==== SUPPLIED DATA
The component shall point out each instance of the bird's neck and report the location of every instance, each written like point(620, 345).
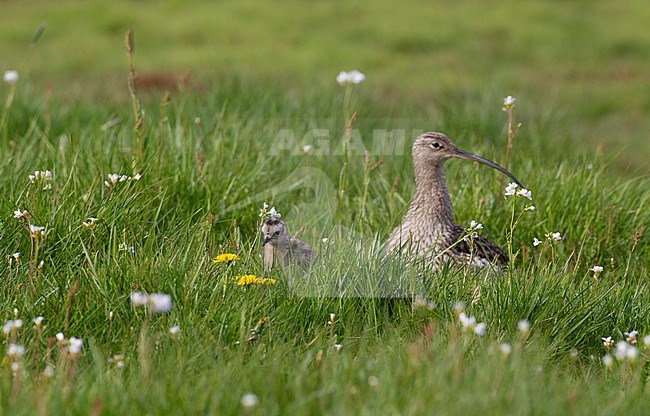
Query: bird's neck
point(431, 199)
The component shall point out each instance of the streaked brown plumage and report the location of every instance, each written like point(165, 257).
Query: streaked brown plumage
point(428, 228)
point(280, 248)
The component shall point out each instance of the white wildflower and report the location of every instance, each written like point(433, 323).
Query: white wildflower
point(505, 348)
point(266, 213)
point(475, 225)
point(352, 77)
point(511, 189)
point(249, 400)
point(467, 322)
point(607, 360)
point(138, 299)
point(525, 193)
point(608, 342)
point(74, 345)
point(553, 236)
point(421, 302)
point(15, 351)
point(630, 337)
point(156, 302)
point(523, 326)
point(11, 76)
point(625, 351)
point(597, 270)
point(126, 247)
point(36, 230)
point(7, 327)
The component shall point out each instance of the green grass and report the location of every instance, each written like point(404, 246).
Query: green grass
point(182, 213)
point(203, 183)
point(587, 61)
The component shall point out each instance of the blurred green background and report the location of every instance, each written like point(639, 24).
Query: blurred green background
point(582, 64)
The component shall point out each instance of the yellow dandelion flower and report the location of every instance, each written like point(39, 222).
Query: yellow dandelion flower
point(225, 258)
point(251, 279)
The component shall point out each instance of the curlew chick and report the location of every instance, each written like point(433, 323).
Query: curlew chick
point(428, 228)
point(280, 248)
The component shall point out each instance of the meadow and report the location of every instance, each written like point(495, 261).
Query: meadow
point(141, 187)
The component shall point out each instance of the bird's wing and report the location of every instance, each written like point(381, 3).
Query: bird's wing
point(479, 247)
point(301, 251)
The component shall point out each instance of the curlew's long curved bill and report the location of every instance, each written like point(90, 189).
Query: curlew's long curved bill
point(461, 154)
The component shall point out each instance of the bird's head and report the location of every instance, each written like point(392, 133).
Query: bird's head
point(434, 148)
point(272, 229)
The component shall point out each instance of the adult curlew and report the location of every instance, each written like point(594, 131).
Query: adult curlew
point(280, 248)
point(428, 229)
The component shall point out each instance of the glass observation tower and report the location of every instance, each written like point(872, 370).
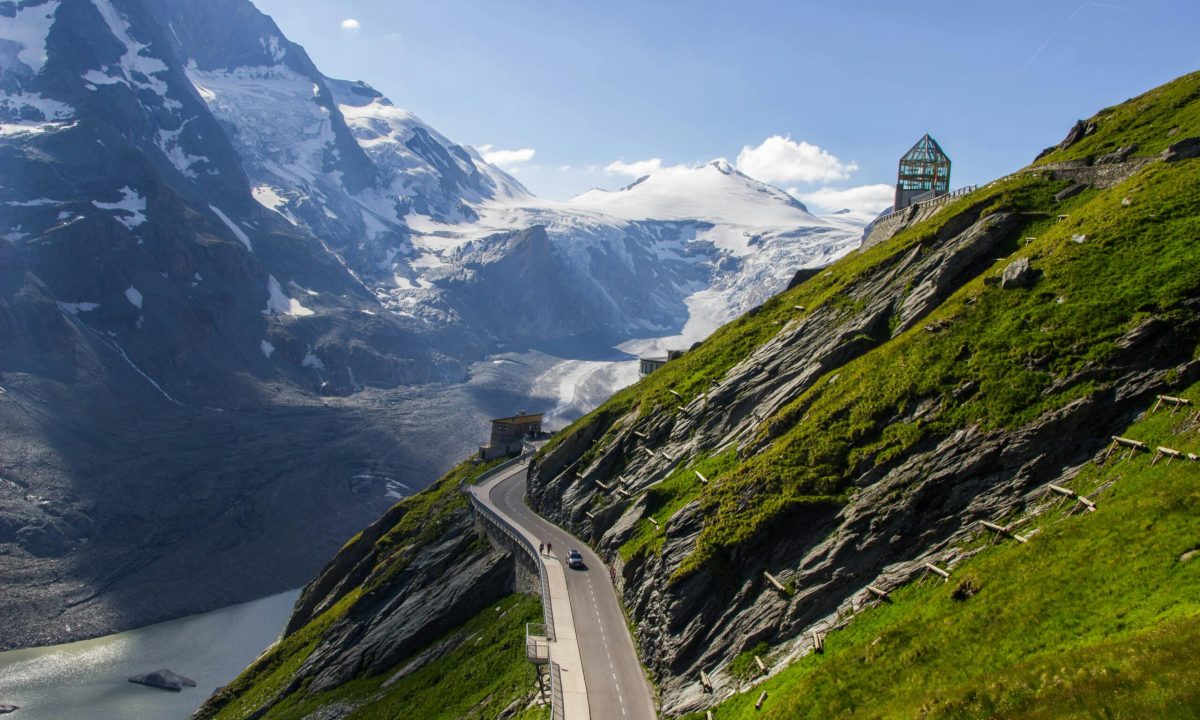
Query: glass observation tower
point(924, 173)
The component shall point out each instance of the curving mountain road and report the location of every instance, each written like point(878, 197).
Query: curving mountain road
point(616, 688)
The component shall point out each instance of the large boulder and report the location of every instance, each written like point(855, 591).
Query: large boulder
point(167, 679)
point(1018, 274)
point(1185, 149)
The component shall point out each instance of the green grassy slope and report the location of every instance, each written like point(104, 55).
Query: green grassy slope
point(481, 677)
point(988, 357)
point(1097, 616)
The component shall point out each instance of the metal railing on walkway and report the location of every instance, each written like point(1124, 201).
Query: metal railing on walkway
point(502, 525)
point(929, 202)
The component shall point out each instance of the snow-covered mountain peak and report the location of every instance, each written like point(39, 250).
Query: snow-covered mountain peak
point(713, 192)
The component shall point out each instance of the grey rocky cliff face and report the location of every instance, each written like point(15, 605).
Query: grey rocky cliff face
point(911, 508)
point(439, 585)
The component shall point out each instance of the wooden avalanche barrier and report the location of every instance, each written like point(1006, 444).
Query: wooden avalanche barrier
point(937, 571)
point(1002, 531)
point(1168, 453)
point(1069, 493)
point(1128, 444)
point(1175, 402)
point(774, 582)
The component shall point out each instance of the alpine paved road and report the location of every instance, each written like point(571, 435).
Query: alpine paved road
point(616, 685)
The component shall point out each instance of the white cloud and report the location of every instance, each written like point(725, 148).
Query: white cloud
point(505, 159)
point(864, 202)
point(780, 159)
point(635, 169)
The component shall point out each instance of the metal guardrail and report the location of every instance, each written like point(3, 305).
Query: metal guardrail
point(556, 693)
point(557, 711)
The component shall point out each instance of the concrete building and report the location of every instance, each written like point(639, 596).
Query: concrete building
point(924, 173)
point(648, 365)
point(508, 435)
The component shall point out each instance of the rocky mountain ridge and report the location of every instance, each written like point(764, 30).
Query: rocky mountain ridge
point(207, 243)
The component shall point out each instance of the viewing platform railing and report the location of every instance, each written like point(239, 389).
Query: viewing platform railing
point(930, 202)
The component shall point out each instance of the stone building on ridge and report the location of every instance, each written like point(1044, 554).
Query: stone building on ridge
point(508, 435)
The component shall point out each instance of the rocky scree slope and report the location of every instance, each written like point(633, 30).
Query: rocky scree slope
point(867, 419)
point(150, 312)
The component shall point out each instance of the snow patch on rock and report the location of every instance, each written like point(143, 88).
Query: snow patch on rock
point(138, 70)
point(130, 210)
point(233, 228)
point(77, 307)
point(277, 301)
point(28, 30)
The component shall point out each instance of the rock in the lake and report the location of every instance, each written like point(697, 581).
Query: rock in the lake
point(1018, 275)
point(167, 679)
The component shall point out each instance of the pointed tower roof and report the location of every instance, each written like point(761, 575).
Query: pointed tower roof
point(925, 150)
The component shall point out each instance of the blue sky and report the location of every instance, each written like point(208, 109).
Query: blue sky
point(816, 97)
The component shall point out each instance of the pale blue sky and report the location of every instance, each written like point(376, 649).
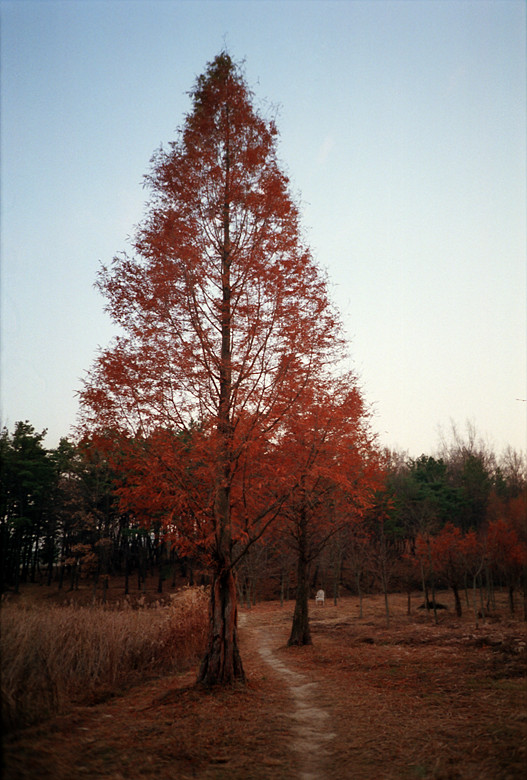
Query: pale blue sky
point(403, 129)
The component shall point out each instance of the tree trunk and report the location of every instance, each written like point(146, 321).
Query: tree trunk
point(222, 662)
point(457, 600)
point(300, 633)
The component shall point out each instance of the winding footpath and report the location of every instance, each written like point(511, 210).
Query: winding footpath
point(311, 724)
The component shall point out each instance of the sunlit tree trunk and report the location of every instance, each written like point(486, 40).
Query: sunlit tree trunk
point(300, 632)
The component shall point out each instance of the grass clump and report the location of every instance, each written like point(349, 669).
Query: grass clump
point(53, 657)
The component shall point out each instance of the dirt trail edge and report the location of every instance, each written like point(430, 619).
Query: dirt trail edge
point(311, 724)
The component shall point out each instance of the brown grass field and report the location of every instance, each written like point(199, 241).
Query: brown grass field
point(364, 702)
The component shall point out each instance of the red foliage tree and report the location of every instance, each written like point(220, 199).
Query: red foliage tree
point(224, 318)
point(334, 469)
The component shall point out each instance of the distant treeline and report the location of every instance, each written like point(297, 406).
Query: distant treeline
point(456, 519)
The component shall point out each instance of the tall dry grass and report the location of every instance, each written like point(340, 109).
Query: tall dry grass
point(53, 657)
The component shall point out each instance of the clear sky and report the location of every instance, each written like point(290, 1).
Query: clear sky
point(403, 127)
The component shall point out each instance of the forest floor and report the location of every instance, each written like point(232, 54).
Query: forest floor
point(364, 702)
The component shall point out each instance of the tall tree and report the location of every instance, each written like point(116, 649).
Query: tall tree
point(224, 318)
point(334, 469)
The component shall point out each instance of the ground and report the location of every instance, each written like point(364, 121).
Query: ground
point(416, 700)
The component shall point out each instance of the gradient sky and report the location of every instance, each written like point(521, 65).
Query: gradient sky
point(403, 129)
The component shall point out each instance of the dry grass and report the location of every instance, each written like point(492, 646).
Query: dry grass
point(417, 700)
point(54, 656)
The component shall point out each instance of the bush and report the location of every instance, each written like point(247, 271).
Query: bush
point(53, 657)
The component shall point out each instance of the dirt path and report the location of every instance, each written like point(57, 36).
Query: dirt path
point(418, 700)
point(310, 723)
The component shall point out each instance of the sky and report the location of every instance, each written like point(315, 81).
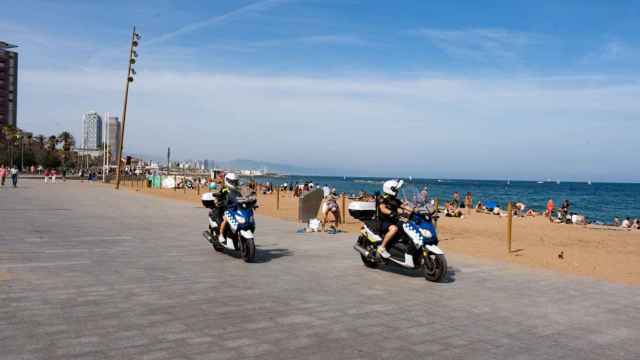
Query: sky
point(464, 89)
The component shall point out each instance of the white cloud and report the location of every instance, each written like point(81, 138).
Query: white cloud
point(483, 44)
point(437, 125)
point(613, 51)
point(253, 8)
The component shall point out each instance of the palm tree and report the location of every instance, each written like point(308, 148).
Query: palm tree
point(9, 133)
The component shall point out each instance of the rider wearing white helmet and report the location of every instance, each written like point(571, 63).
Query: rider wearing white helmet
point(388, 208)
point(231, 193)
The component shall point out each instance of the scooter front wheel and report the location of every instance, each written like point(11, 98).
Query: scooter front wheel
point(248, 250)
point(434, 267)
point(214, 242)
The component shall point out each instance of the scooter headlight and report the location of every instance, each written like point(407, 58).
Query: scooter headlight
point(426, 233)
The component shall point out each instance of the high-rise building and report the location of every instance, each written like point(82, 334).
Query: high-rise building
point(92, 131)
point(113, 135)
point(8, 85)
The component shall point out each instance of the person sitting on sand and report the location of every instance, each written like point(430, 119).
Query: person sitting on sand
point(455, 202)
point(331, 206)
point(468, 202)
point(450, 210)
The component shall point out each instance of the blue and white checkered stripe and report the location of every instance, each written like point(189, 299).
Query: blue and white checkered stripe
point(231, 219)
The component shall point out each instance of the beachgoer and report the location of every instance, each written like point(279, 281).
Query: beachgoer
point(564, 211)
point(456, 199)
point(549, 212)
point(518, 209)
point(468, 202)
point(3, 174)
point(451, 211)
point(423, 197)
point(14, 176)
point(331, 206)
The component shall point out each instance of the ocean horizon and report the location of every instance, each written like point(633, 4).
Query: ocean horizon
point(600, 202)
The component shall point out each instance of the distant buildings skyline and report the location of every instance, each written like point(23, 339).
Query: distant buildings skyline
point(8, 85)
point(91, 131)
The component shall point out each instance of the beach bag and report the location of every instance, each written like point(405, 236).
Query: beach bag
point(314, 225)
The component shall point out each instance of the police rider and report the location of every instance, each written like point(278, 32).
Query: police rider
point(388, 210)
point(230, 194)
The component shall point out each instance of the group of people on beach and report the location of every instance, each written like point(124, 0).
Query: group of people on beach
point(627, 223)
point(6, 171)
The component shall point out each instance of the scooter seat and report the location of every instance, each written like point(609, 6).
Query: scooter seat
point(373, 226)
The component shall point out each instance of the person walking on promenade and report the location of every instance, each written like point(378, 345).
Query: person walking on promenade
point(14, 176)
point(3, 174)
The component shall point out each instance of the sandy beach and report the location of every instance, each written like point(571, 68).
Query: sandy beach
point(600, 253)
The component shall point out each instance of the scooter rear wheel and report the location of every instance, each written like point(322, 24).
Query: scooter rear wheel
point(434, 267)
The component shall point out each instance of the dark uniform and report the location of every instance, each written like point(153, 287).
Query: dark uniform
point(392, 203)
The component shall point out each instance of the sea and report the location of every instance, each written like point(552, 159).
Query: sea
point(599, 202)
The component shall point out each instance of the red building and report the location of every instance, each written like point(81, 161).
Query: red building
point(8, 84)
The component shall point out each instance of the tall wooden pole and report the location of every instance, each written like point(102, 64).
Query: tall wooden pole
point(124, 110)
point(509, 225)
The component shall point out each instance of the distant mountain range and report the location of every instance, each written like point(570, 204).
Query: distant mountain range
point(248, 164)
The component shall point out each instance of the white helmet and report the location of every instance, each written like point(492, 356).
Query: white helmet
point(231, 180)
point(392, 187)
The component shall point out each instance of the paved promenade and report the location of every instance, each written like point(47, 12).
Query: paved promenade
point(88, 273)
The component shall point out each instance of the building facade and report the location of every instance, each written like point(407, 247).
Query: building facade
point(91, 131)
point(8, 85)
point(113, 135)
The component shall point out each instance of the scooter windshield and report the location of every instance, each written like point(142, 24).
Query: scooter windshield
point(415, 197)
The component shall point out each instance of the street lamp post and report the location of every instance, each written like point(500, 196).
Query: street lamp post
point(135, 37)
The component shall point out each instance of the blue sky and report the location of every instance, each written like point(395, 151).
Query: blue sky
point(520, 90)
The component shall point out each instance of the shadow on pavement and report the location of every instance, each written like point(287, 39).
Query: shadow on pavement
point(417, 273)
point(266, 255)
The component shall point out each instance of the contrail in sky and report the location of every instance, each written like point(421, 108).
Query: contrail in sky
point(255, 7)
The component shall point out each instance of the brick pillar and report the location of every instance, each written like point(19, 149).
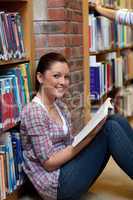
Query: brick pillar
point(58, 27)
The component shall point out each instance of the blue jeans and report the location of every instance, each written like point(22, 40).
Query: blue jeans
point(116, 139)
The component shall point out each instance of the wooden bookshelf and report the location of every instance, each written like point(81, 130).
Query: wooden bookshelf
point(111, 50)
point(24, 7)
point(85, 61)
point(99, 54)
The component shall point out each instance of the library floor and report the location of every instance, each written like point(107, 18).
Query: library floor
point(113, 184)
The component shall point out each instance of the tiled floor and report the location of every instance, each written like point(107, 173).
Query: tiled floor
point(113, 184)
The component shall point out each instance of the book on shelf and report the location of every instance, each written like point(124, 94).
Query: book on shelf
point(11, 160)
point(95, 121)
point(11, 36)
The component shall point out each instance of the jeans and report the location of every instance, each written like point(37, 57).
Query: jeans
point(77, 175)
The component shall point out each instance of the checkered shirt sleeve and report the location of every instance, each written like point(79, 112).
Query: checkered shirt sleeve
point(36, 124)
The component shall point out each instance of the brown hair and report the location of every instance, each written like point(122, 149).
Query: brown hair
point(45, 63)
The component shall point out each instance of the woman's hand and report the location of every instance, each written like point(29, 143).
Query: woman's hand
point(97, 3)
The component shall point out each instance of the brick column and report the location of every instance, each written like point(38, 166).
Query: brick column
point(58, 27)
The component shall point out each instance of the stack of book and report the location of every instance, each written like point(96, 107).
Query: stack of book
point(15, 92)
point(11, 36)
point(11, 160)
point(105, 34)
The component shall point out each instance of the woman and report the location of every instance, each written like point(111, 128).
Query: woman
point(123, 16)
point(56, 169)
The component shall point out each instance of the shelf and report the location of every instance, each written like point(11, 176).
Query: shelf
point(13, 1)
point(15, 61)
point(110, 50)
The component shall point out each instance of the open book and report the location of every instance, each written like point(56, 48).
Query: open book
point(98, 117)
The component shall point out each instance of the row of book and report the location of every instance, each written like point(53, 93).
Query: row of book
point(108, 74)
point(115, 3)
point(105, 34)
point(11, 36)
point(124, 101)
point(11, 159)
point(15, 92)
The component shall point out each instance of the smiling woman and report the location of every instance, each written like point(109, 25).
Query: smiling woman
point(58, 170)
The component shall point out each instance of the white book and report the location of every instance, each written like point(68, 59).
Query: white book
point(98, 117)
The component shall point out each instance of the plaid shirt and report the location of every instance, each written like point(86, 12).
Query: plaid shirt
point(41, 137)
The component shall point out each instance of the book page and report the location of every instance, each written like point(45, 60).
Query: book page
point(96, 119)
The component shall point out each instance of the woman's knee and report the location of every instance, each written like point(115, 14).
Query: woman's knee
point(118, 118)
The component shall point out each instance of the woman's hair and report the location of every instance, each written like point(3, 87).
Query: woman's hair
point(45, 63)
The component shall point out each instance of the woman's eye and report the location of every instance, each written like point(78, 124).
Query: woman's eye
point(67, 77)
point(56, 75)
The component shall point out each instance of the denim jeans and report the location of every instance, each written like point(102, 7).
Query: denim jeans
point(77, 175)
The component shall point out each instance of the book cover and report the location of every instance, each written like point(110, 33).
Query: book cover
point(102, 113)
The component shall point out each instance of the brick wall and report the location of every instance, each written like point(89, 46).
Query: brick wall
point(58, 27)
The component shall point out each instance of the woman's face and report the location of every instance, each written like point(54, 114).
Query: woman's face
point(55, 80)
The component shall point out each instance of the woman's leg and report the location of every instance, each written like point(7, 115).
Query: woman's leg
point(123, 123)
point(78, 175)
point(120, 142)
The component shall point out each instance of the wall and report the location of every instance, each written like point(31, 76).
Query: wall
point(58, 27)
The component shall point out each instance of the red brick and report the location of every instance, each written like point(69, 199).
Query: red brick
point(40, 40)
point(77, 40)
point(56, 40)
point(76, 27)
point(76, 64)
point(75, 5)
point(56, 3)
point(56, 14)
point(77, 16)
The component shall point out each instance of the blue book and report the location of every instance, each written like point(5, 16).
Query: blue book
point(18, 155)
point(95, 89)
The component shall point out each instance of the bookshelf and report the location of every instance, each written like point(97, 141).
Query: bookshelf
point(100, 54)
point(24, 8)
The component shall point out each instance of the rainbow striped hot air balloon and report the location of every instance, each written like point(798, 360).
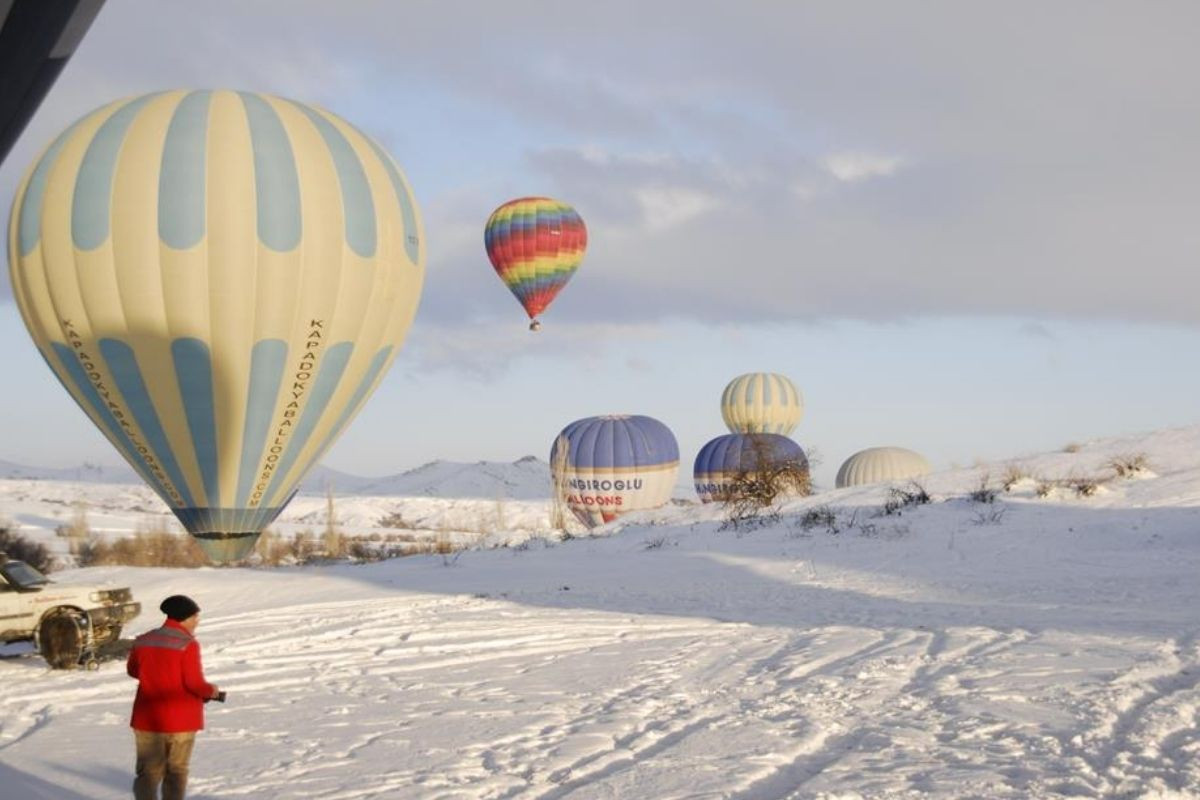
========
Copy the entries from the line containing "The component shall point out each instance of the gradient" through the line containing "point(231, 193)", requests included, and offset every coordinate in the answers by -70, leaving the sample coordinates in the requests unchanged. Leave the pictures out.

The component shall point out each instance of the gradient sky and report the location of every instance, each written like point(521, 65).
Query: gradient sky
point(333, 59)
The component shall point out each instance of the dry grass and report the location of every instance, each written like point(492, 646).
Query: dry grass
point(347, 630)
point(-16, 586)
The component shall point out each instance of the bush and report the location of every instance, each written like point(247, 271).
Query: bush
point(-17, 587)
The component shall point out each instance of the dirt path and report the location of every instance, each written like point(57, 36).
Query: dirt path
point(348, 630)
point(240, 653)
The component shall point out each instance of the sky and report the location of every instance, each written like point(315, 81).
Query: sky
point(394, 19)
The component shall point out each instance of the white cloud and report the location of every instance, each written like point(81, 138).
Query: white cloud
point(413, -26)
point(367, 55)
point(543, -19)
point(183, -62)
The component shall point out each instance of the palm tree and report the location of every instance, each written like point(308, 148).
Query: palm tree
point(-61, 63)
The component shall point out each instance of the rider wearing white helmet and report the location of every instance, each written like point(571, 63).
Query: rider wearing white helmet
point(318, 138)
point(161, 123)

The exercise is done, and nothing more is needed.